(Text block):
Material and methods

Study area

Farmer participatory trials were conducted from September 2013 to September 2016 in Kadahenda cell, Karago sector, Nyabihu District in the western province of Rwanda (latitude 1° 39′ 46.53″–1° 37′ 31.43″ S; longitude 29° 29′ 48.57″–29° 31′ 27.13″ E) (Fig. 1). The site is located in the Congo-Nile divide agro-ecological zone (Verdoodt and van Ranst 2003), with altitude ranging from 2300 to 2600 m above sea level. The mean annual temperature is 13.2 °C and average annual rainfall stood at 1550 mm, distributed over two cropping seasons: the ‘short rains’ running from mid-February to mid-July (season B), and the ‘long rains’ running from September to January (season A). The highest amounts of precipitation were recorded in April for season B and in October and November for season A (Fig. 1). As reported by the Soil Information Systems (1983–1993), the soil is dominantly of volcanic parental materials mixed with moderately acidic debris mainly from granites (Verdoodt and van Ranst 2003). The main crops grown in Nyabihu District include potato, maize, and climbing beans (NISR 2015).

Fig. 1
figure 1

Location of the study area (Kadahenda cell) and daily rainfall and temperature trends during the study period (Musanze Meteorological Station)

The annual mean temperature varied between 14.0 and 15.5 °C during the 3 years of experimentation. Maximum and minimum monthly temperatures recorded were 25.0 and 10.2 °C, respectively. The annual rainfall ranged from 1450 to 1600 mm during the study period (Fig. 1).

Participatory assessment of farm characteristics

A participatory trial design (ParTriDes) workshop was used to support farm characterization with regards to farm socioeconomic and biophysical factors, as well as local soil fertility management and classification (Barrios et al. 2015). To better understand the context of soil fertility decline using participatory methodological tools (Barrios et al. 2012), farmers were invited to define soil fertility indicators that were relevant to their farms. The most common criteria used by local farmers were soil color and texture. Farmers associated high soil fertility with soft soils of dark color and medium fertility with soft soils of either brown to reddish color or sandy soils of dark color.

(Information shown):
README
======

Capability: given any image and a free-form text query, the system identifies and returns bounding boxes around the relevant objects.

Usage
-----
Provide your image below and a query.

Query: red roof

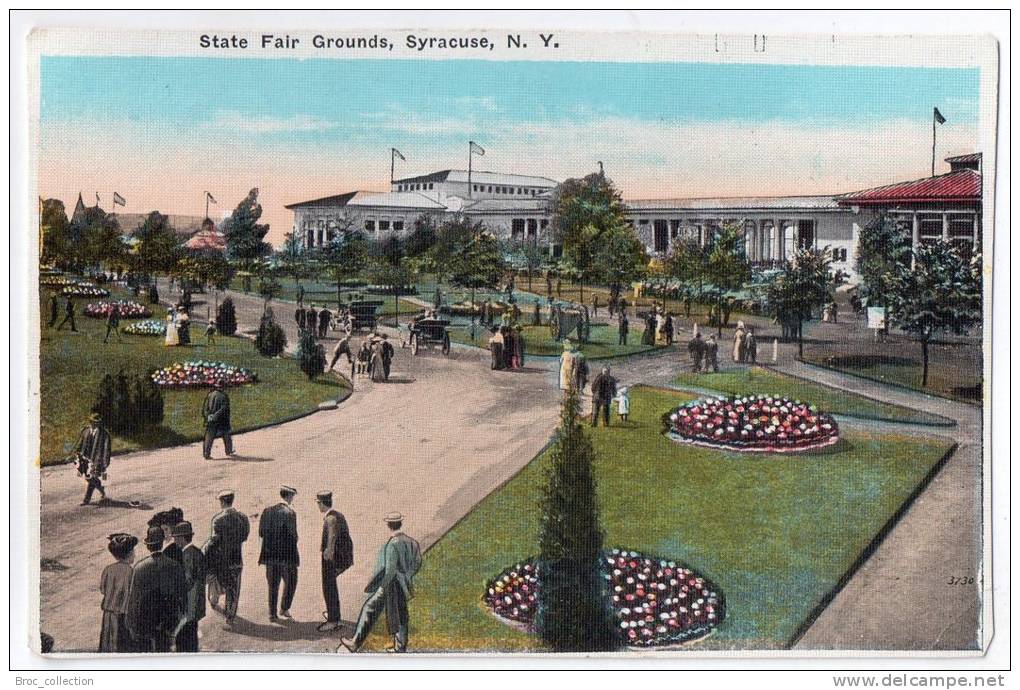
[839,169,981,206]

==

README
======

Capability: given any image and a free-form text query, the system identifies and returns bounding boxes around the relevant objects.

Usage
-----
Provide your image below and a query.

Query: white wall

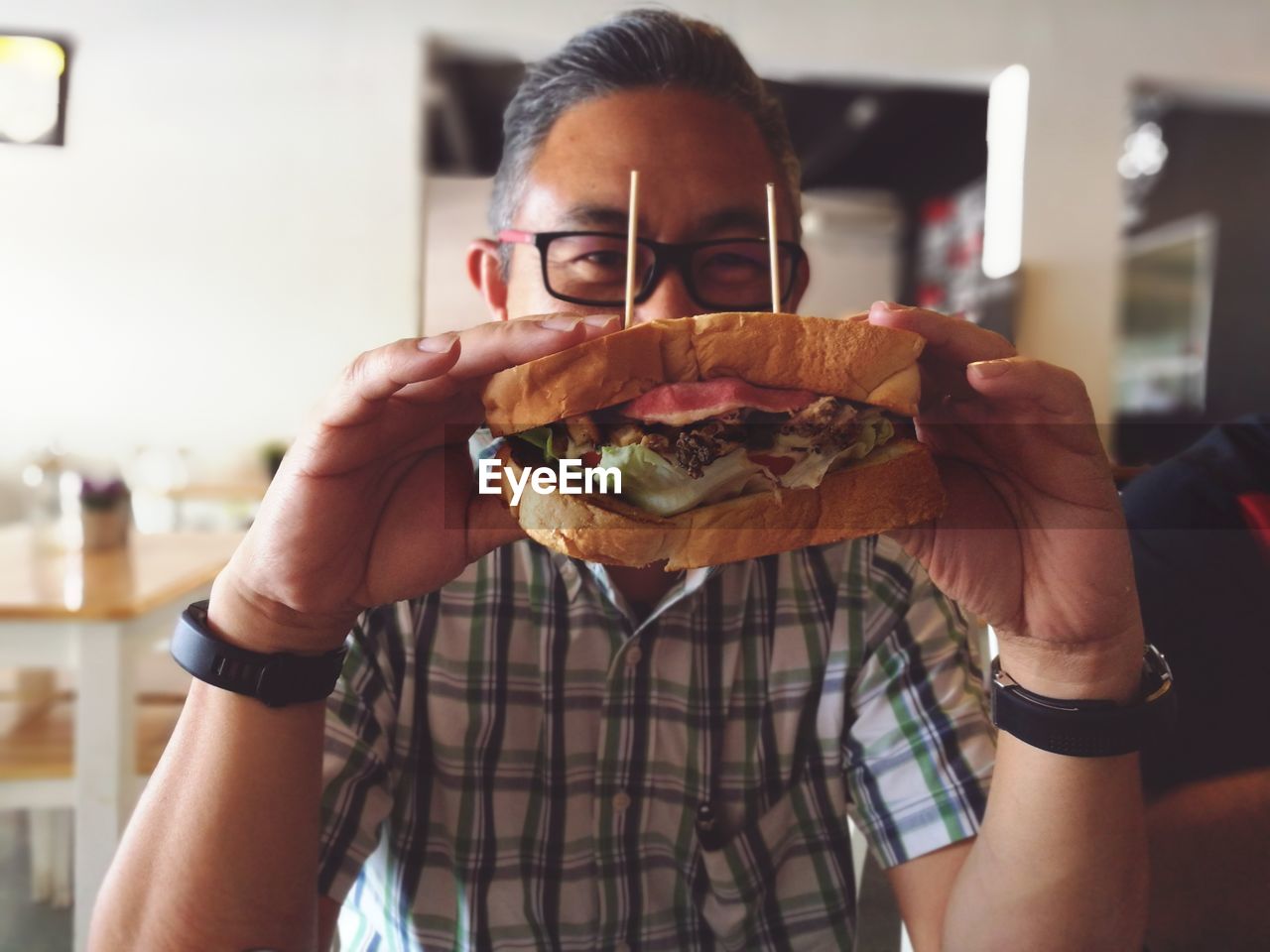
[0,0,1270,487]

(Set problem):
In the methods section, why were farmers invited to define soil fertility indicators relevant to their farms? Answer in one to three sentences. The records play no part here.

(The completed task):
Farmers were invited to define these indicators to better understand the context of soil fertility decline using participatory methodological tools.